Work request 1
Answer these questions from the piece about The Menzingers' From Exile, one line each:
(a) In what month was From Exile released?
(b) Which producer also engineered Hello Exile?
(c) Which track is singled out as a standout?
Work request 2
Pick up the piece about The Menzingers' From Exile after its final sentence and continue it.

Passage for review
----

The Menzingers reworked their 2019 LP, Hello Exile, into an acoustic medley of isolation tracks with meanings that hit even harder. They appropriately titled it From Exile, and released it in September. On the project, producer Will Yip, who engineered Hello Exile as well, said, “Definitely the silver lining during the COVID creative era is that bands are kind of forced to be creative in the way that they approach writing and collaborating rather than not doing anything at all. I’ve seen a lot of bands, from Circa Survive to The Menzingers, a lot of bands that are proactive firsthand on how they can still get together virtually to make music. And it was so tough because there’s definitely a special energy when we’re able to get together in a room.”

The album listens like a love letter to a life you used to live. It’s mournful in all the right places, and forces both hope and nostalgia. Standout tracks like “Anna” have subtle lyrical changes that make you feel like you’ve lived the exact moment singer Greg Barnett is missing. From Exile also expertly touches on the unknown that has embodied this entire year.

Singer Tom May explained the rationale behind certain purposeful changes in order to emphasize that feeling: “That kind of that longing for the earlier, happier times, even though they may be remembered incorrectly, the kind of nostalgia that existed for them. And now we’ve gotten to a situation where we literally can’t have them, no matter what, because of the current circumstances. And we kind of rewrote the structure of the songs and the way they sound sonically is now kind of a little bit more clear and comes forward. And it’s missing the high rock kind of energy which may have made it a little happier sounding, so now it just becomes dismal by default.”

----

Extracted entries
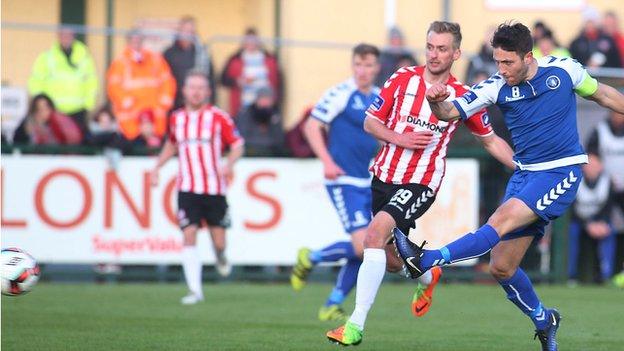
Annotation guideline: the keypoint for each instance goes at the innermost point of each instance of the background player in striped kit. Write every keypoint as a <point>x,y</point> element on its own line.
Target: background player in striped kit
<point>198,132</point>
<point>407,176</point>
<point>346,157</point>
<point>538,100</point>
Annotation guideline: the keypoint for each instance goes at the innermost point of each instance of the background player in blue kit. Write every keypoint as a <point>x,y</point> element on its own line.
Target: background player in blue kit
<point>346,153</point>
<point>537,98</point>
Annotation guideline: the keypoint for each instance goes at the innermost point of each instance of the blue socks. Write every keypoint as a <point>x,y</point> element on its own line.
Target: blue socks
<point>347,277</point>
<point>345,282</point>
<point>520,291</point>
<point>468,246</point>
<point>334,252</point>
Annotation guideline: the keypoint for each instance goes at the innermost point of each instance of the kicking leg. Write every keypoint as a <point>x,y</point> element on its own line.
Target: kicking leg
<point>369,279</point>
<point>191,265</point>
<point>345,281</point>
<point>217,233</point>
<point>306,259</point>
<point>509,216</point>
<point>504,266</point>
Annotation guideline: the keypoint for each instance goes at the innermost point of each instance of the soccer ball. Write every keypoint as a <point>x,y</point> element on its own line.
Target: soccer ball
<point>20,272</point>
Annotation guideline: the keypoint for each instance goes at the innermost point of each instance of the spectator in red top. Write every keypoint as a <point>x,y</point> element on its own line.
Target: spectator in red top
<point>611,26</point>
<point>296,141</point>
<point>45,126</point>
<point>592,47</point>
<point>248,70</point>
<point>147,138</point>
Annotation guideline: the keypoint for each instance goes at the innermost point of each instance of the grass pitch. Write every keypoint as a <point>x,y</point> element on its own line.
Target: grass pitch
<point>239,316</point>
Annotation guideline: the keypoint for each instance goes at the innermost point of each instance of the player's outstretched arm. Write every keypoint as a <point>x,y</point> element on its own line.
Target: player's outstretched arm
<point>499,149</point>
<point>409,140</point>
<point>609,97</point>
<point>313,131</point>
<point>167,152</point>
<point>443,110</point>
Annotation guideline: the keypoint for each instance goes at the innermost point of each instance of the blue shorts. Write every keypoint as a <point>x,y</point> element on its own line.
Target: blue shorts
<point>353,205</point>
<point>548,193</point>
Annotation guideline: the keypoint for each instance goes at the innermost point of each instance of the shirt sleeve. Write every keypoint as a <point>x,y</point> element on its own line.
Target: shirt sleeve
<point>593,144</point>
<point>229,132</point>
<point>479,123</point>
<point>382,104</point>
<point>478,97</point>
<point>171,129</point>
<point>584,84</point>
<point>331,104</point>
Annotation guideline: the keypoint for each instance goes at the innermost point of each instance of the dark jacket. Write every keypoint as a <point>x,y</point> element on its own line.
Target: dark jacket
<point>181,61</point>
<point>263,136</point>
<point>583,47</point>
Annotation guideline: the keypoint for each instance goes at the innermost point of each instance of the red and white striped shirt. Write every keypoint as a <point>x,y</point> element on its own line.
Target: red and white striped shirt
<point>201,137</point>
<point>402,107</point>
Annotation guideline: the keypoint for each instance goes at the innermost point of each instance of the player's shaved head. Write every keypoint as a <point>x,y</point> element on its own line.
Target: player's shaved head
<point>364,49</point>
<point>447,27</point>
<point>514,37</point>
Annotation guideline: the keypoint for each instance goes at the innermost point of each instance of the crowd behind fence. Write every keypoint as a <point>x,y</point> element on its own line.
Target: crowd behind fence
<point>142,87</point>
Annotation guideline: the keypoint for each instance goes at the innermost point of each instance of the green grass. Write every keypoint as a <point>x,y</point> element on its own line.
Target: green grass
<point>237,316</point>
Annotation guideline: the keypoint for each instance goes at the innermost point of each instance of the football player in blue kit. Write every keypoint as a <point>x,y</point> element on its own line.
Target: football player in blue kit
<point>346,153</point>
<point>537,98</point>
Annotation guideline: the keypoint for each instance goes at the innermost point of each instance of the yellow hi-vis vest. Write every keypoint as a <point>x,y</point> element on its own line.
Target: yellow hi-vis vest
<point>71,87</point>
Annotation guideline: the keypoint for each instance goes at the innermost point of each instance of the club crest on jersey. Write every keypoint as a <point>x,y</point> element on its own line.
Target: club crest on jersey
<point>553,82</point>
<point>377,103</point>
<point>424,124</point>
<point>469,97</point>
<point>485,118</point>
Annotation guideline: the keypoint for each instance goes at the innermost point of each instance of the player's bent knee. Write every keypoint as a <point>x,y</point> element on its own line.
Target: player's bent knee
<point>374,239</point>
<point>502,271</point>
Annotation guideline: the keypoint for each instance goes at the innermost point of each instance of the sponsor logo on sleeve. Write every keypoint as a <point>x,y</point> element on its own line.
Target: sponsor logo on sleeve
<point>377,103</point>
<point>320,109</point>
<point>469,97</point>
<point>553,82</point>
<point>485,118</point>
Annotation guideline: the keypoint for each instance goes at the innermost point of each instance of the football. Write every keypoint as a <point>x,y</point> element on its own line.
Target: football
<point>20,272</point>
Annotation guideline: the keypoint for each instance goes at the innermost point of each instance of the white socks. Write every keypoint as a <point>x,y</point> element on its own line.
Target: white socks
<point>192,270</point>
<point>369,279</point>
<point>426,278</point>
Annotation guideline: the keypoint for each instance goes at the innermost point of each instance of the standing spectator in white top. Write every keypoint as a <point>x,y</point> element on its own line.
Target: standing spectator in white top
<point>199,132</point>
<point>248,70</point>
<point>186,53</point>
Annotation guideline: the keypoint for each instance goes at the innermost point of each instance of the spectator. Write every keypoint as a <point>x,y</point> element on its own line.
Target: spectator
<point>188,53</point>
<point>104,130</point>
<point>66,73</point>
<point>45,126</point>
<point>591,217</point>
<point>394,56</point>
<point>138,80</point>
<point>296,142</point>
<point>147,138</point>
<point>611,27</point>
<point>607,141</point>
<point>260,124</point>
<point>547,45</point>
<point>592,47</point>
<point>539,30</point>
<point>483,62</point>
<point>248,70</point>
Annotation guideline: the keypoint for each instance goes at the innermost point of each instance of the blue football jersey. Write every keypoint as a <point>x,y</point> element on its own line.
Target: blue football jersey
<point>343,108</point>
<point>540,113</point>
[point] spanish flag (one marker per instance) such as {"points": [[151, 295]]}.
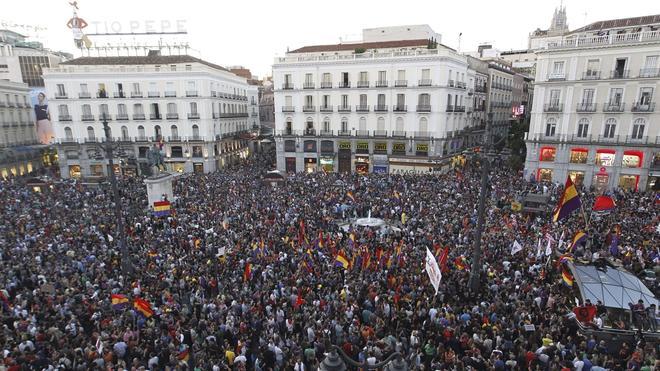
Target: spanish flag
{"points": [[569, 202], [578, 239], [143, 307], [341, 260], [119, 301]]}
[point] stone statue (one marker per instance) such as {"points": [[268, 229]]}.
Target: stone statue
{"points": [[155, 158]]}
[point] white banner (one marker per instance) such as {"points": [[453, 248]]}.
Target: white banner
{"points": [[433, 270]]}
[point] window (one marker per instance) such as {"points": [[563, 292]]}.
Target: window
{"points": [[578, 156], [638, 128], [610, 128], [550, 127], [583, 128], [548, 154]]}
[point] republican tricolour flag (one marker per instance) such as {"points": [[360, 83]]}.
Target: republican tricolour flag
{"points": [[569, 202]]}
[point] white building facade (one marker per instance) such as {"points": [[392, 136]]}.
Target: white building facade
{"points": [[594, 116], [195, 111], [393, 106]]}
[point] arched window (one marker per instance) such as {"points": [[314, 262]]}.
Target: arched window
{"points": [[550, 127], [610, 128], [583, 127]]}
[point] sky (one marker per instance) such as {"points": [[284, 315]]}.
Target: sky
{"points": [[253, 33]]}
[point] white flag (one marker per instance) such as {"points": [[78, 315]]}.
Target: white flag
{"points": [[433, 270], [516, 247]]}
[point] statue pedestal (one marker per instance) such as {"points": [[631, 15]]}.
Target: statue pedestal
{"points": [[159, 185]]}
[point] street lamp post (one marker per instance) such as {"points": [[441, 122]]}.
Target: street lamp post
{"points": [[475, 270], [126, 265]]}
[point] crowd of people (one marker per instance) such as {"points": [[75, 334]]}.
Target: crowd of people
{"points": [[244, 276]]}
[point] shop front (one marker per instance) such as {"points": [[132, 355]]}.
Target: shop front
{"points": [[344, 157], [380, 164]]}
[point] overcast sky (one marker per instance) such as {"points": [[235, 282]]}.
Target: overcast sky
{"points": [[252, 33]]}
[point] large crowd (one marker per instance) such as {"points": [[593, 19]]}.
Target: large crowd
{"points": [[243, 275]]}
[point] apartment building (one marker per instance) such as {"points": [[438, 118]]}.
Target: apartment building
{"points": [[197, 112], [393, 102], [594, 115]]}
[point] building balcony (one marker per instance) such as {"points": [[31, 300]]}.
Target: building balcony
{"points": [[649, 72], [643, 107], [553, 107], [425, 82], [585, 107], [614, 107], [591, 75], [620, 74]]}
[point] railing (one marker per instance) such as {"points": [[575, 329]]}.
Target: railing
{"points": [[585, 107], [619, 74], [553, 107], [639, 107], [591, 75], [649, 72], [614, 107], [582, 41]]}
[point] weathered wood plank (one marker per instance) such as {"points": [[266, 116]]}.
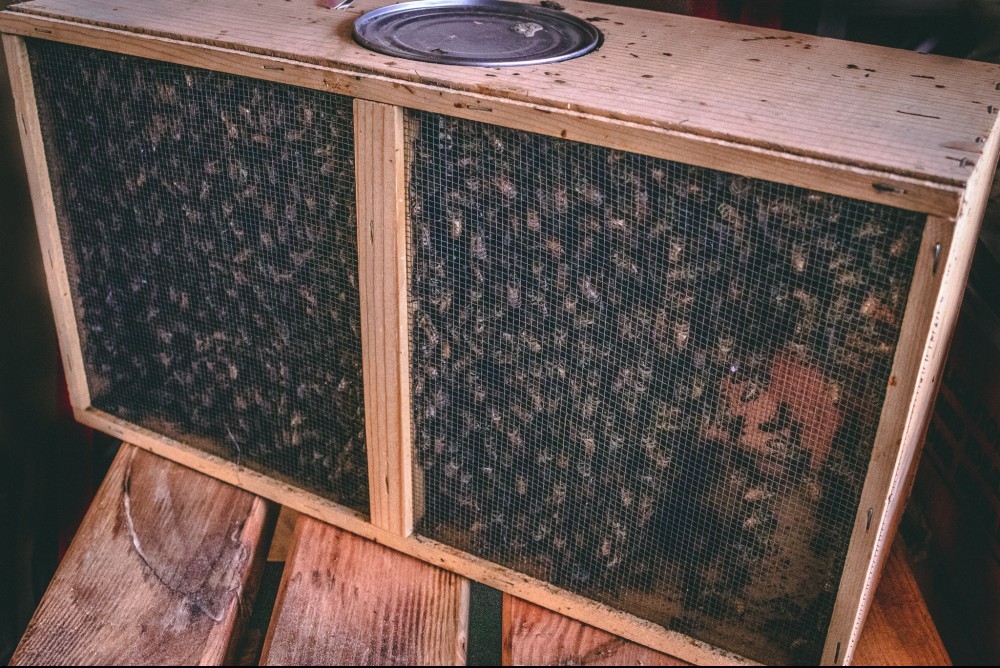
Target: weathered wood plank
{"points": [[856, 120], [53, 259], [534, 636], [348, 601], [161, 571], [899, 632], [382, 225]]}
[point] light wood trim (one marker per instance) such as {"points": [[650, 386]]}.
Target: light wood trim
{"points": [[451, 559], [534, 636], [381, 204], [767, 163], [46, 220], [934, 306], [853, 104]]}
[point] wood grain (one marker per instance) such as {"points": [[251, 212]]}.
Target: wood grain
{"points": [[430, 551], [853, 104], [257, 43], [345, 600], [534, 636], [161, 571], [899, 630], [381, 188], [53, 259], [932, 312]]}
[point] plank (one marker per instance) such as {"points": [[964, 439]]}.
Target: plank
{"points": [[53, 259], [932, 312], [382, 224], [430, 551], [160, 572], [899, 630], [534, 636], [854, 104], [348, 601]]}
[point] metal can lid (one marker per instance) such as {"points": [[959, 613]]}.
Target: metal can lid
{"points": [[484, 33]]}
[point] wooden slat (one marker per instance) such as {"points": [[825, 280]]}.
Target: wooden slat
{"points": [[859, 105], [534, 636], [57, 276], [348, 601], [381, 202], [160, 572], [449, 558], [899, 630], [935, 300]]}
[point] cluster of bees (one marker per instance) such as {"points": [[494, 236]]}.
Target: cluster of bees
{"points": [[622, 365]]}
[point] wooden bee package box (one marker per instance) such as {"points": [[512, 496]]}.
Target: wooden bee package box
{"points": [[649, 337]]}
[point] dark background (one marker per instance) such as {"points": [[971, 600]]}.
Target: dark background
{"points": [[49, 466]]}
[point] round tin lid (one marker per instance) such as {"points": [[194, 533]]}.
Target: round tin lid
{"points": [[485, 33]]}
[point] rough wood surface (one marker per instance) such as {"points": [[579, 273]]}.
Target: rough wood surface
{"points": [[534, 636], [869, 122], [381, 188], [936, 298], [53, 258], [348, 601], [899, 630], [160, 572]]}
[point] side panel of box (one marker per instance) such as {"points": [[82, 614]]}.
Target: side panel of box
{"points": [[669, 143], [933, 312], [45, 219]]}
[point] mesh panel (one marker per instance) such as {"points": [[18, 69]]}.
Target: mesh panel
{"points": [[651, 384], [210, 232]]}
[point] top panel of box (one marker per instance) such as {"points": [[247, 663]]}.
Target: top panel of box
{"points": [[856, 106]]}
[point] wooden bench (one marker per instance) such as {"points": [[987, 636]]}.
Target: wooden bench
{"points": [[167, 563]]}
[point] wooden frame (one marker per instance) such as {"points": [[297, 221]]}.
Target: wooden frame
{"points": [[954, 208]]}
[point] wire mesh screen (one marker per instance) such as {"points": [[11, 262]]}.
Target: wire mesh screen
{"points": [[209, 226], [651, 384]]}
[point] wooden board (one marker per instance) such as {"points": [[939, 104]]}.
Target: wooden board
{"points": [[160, 572], [53, 259], [897, 136], [348, 601], [381, 188], [534, 636], [855, 104], [935, 299], [899, 632]]}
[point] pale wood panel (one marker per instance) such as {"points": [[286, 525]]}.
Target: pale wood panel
{"points": [[673, 144], [453, 560], [56, 274], [935, 299], [534, 636], [348, 601], [899, 630], [161, 571], [381, 188], [855, 105]]}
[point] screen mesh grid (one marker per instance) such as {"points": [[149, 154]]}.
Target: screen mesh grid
{"points": [[645, 382], [209, 226]]}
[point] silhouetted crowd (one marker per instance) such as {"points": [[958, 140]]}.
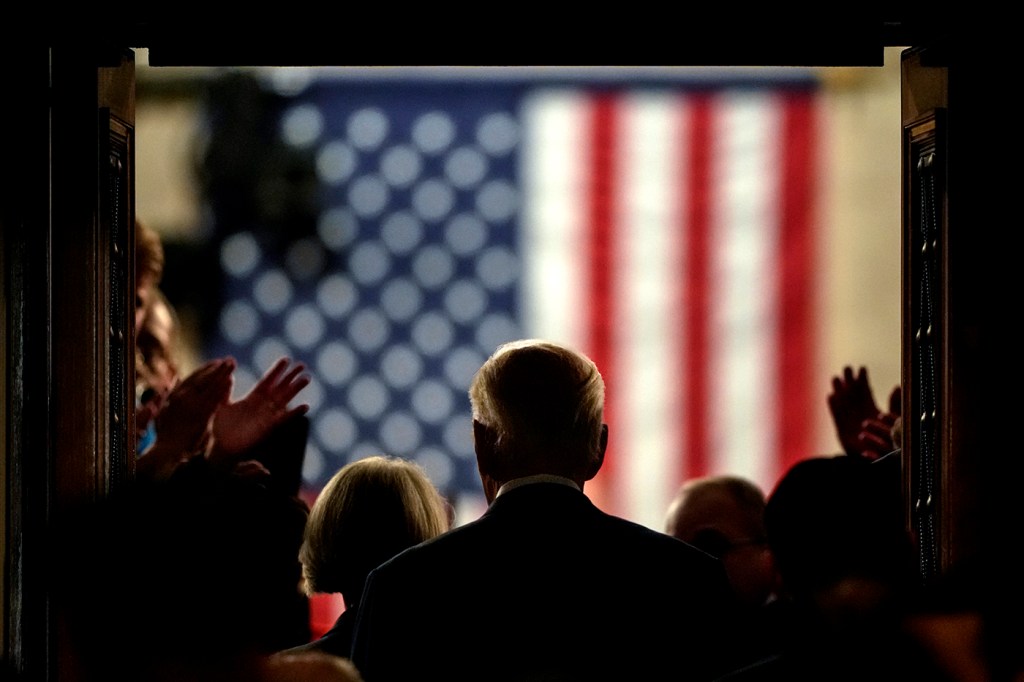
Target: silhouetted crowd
{"points": [[202, 568]]}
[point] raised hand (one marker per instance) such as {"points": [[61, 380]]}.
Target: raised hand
{"points": [[852, 403], [183, 421], [879, 436], [241, 424]]}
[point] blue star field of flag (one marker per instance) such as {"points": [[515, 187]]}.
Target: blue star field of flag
{"points": [[406, 285]]}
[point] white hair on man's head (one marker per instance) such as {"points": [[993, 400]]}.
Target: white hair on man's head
{"points": [[541, 399]]}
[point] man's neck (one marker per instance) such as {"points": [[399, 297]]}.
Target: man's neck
{"points": [[537, 478]]}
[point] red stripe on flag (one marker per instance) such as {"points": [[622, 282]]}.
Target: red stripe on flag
{"points": [[797, 320], [697, 240], [601, 224]]}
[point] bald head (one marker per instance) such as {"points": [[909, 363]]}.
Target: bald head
{"points": [[724, 516]]}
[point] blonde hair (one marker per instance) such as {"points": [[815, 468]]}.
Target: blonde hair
{"points": [[148, 254], [368, 512], [544, 401]]}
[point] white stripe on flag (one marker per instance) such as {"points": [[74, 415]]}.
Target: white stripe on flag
{"points": [[647, 333], [743, 334], [554, 305], [650, 369]]}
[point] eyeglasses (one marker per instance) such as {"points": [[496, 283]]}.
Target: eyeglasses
{"points": [[715, 543]]}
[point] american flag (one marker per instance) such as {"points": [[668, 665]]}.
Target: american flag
{"points": [[663, 224]]}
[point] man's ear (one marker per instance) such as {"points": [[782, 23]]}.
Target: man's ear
{"points": [[595, 464], [483, 443]]}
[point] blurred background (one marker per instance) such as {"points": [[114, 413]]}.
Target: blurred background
{"points": [[721, 241]]}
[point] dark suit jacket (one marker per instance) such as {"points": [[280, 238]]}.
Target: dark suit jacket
{"points": [[337, 640], [545, 586]]}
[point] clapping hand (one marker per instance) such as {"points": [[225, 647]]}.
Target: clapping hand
{"points": [[852, 403], [239, 425], [183, 419], [877, 435]]}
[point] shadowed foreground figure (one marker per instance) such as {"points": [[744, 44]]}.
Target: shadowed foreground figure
{"points": [[544, 586], [368, 512], [724, 515]]}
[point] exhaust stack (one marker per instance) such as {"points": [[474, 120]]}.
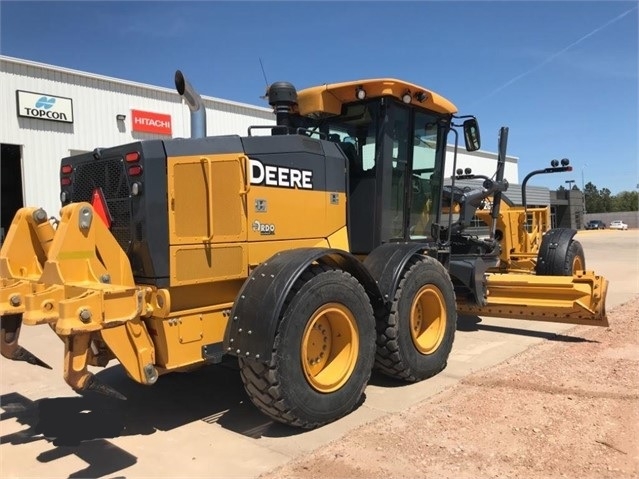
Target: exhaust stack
{"points": [[195, 103], [282, 96]]}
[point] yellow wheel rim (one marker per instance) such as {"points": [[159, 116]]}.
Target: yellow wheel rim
{"points": [[330, 346], [428, 319]]}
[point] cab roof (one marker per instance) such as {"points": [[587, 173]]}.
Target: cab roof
{"points": [[328, 99]]}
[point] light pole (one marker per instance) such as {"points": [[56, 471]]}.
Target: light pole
{"points": [[583, 189]]}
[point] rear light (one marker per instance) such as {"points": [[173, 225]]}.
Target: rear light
{"points": [[132, 156], [135, 170]]}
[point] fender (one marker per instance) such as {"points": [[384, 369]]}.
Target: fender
{"points": [[387, 262], [258, 307], [552, 253]]}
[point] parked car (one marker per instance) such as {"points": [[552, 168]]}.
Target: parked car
{"points": [[618, 225], [596, 225]]}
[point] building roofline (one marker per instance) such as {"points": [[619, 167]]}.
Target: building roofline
{"points": [[30, 63]]}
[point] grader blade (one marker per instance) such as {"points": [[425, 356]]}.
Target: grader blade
{"points": [[577, 299]]}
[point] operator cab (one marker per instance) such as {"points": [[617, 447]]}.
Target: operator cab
{"points": [[394, 136]]}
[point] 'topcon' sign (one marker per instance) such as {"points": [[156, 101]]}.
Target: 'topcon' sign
{"points": [[44, 107]]}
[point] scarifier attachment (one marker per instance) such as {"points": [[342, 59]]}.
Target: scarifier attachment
{"points": [[77, 279], [9, 346]]}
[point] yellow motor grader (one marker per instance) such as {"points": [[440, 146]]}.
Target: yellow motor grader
{"points": [[312, 250]]}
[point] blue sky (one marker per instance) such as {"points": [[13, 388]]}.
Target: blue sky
{"points": [[563, 76]]}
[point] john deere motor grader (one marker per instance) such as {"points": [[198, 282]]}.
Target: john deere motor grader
{"points": [[313, 250]]}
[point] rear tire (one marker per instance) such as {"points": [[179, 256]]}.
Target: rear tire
{"points": [[323, 352], [575, 259], [415, 339]]}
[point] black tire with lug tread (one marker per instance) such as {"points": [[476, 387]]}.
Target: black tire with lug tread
{"points": [[323, 352], [415, 339], [575, 259]]}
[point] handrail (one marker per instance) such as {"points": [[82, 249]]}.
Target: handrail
{"points": [[246, 180], [209, 197]]}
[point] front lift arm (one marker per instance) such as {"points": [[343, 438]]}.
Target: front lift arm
{"points": [[78, 280]]}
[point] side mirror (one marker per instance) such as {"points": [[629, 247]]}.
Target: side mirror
{"points": [[471, 134]]}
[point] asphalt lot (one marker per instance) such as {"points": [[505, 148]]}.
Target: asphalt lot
{"points": [[202, 424]]}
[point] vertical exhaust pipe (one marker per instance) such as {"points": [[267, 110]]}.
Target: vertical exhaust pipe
{"points": [[195, 103]]}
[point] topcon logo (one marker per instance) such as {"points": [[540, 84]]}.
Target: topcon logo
{"points": [[44, 102], [45, 107]]}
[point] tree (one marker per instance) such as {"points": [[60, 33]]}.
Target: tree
{"points": [[603, 201]]}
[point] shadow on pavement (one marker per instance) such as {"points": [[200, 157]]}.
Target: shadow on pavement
{"points": [[81, 425], [469, 323]]}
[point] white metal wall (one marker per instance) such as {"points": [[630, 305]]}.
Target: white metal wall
{"points": [[96, 102]]}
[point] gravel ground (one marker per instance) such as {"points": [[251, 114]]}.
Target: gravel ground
{"points": [[567, 407]]}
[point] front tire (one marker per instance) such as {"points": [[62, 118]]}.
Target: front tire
{"points": [[415, 339], [323, 352]]}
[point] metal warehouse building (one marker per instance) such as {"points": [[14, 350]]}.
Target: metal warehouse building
{"points": [[49, 113]]}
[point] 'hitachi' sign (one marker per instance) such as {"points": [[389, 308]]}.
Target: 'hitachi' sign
{"points": [[150, 122]]}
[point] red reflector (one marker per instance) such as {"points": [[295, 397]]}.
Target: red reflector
{"points": [[100, 207], [135, 170], [133, 156]]}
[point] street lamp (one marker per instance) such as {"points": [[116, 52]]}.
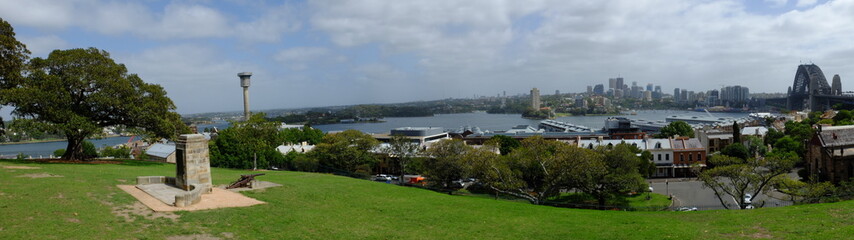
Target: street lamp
{"points": [[667, 186], [648, 197]]}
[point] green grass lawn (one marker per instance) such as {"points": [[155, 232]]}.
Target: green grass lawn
{"points": [[85, 204]]}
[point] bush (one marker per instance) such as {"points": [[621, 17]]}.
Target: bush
{"points": [[119, 152], [304, 163], [89, 150], [59, 152]]}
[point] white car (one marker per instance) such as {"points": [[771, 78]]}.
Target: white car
{"points": [[382, 178]]}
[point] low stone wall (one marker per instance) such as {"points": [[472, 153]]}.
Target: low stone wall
{"points": [[191, 197], [144, 180]]}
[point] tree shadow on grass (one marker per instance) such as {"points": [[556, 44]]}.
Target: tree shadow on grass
{"points": [[130, 162]]}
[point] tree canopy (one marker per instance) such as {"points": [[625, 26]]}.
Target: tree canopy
{"points": [[13, 59], [81, 91], [447, 164], [676, 128], [346, 152], [735, 177]]}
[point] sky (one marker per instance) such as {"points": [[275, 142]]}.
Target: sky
{"points": [[323, 53]]}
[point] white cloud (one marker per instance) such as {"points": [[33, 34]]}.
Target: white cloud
{"points": [[270, 26], [41, 13], [41, 46], [299, 58], [696, 44], [806, 3], [777, 3], [190, 21], [195, 76], [176, 20]]}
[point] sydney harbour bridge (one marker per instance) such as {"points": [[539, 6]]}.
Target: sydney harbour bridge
{"points": [[811, 91]]}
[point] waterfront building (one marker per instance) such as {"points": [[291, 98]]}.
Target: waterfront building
{"points": [[424, 136], [688, 153], [302, 147], [734, 95], [830, 153]]}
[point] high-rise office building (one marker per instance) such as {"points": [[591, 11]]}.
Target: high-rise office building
{"points": [[535, 98], [684, 95], [836, 85], [599, 89], [676, 93], [735, 94]]}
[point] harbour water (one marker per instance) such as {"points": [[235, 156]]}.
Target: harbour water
{"points": [[485, 121]]}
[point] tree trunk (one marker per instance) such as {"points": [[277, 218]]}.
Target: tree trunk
{"points": [[601, 200], [74, 150]]}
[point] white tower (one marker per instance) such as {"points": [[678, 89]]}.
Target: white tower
{"points": [[244, 82]]}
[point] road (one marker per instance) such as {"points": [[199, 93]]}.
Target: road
{"points": [[692, 193]]}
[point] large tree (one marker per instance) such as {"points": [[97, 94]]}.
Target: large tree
{"points": [[618, 174], [447, 163], [13, 59], [735, 177], [248, 144], [81, 91], [676, 128], [545, 167], [404, 150]]}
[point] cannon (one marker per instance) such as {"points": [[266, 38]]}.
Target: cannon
{"points": [[244, 181]]}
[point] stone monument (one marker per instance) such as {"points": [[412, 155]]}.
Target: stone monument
{"points": [[193, 163], [192, 178]]}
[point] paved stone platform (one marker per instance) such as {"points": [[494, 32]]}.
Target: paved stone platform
{"points": [[164, 192], [218, 198]]}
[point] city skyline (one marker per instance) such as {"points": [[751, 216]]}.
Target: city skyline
{"points": [[310, 54]]}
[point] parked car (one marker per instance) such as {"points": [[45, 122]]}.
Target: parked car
{"points": [[382, 178], [686, 209]]}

----

Answer section 1
(a) September
(b) Will Yip
(c) "Anna"

Answer section 2
Bilal was quite literally inspired by quarantine and released a compilation album, VOYAGE-19, which features knockout collaborators like Erykah Badu, Robert Glasper, and Madison McFerrin for one expansive, remote project. Tracked with 30 different artists from 30 different locations via a livestream session, Bilial hoped to encapsulate the massively overwhelming feelings that have defined this last year.

The title, VOYAGE-19, describes 2020 as this seemingly never-ending journey that we’re all taking together in order to get through the pandemic. The closing track, “Voyage To A New World,” features Erykah Badu reciting a poem with these lines: “In the new world, we’ll make a better day / No stress, no more wars going, no more hate politics / I’ll be waiting for the day.” I don’t know if there’s any better way to sum up the feeling of optimism that we’re all desperately trying to cling to.

Regarding the project, Bilal’s team at HighBreed music wrote: “[The artists] reminisced, laughed, wrote, recorded, produced, and mixed a brand new song each day. Viewers enjoyed rare access to the traditionally private world of song creation and album production – for free.”

The VOYAGE-19 project certainly exists because of quarantine, and it could likely have been completed otherwise, but it feels even more meaningful when you consider Bilal’s reach. That sense of connection has been imperative to this year, and Bilal and their team captured it beautifully.

This year, artists have been tested time and time again, and the result has been stunning projects like these that showcase versatility, uncharted musicality, and the drive to not give up in the face of this huge adversity. Philly artists and beyond have showcased their refusal to quit or give in to burnout — and thankfully, we have music that adeptly represents this incredibly weird moment in time.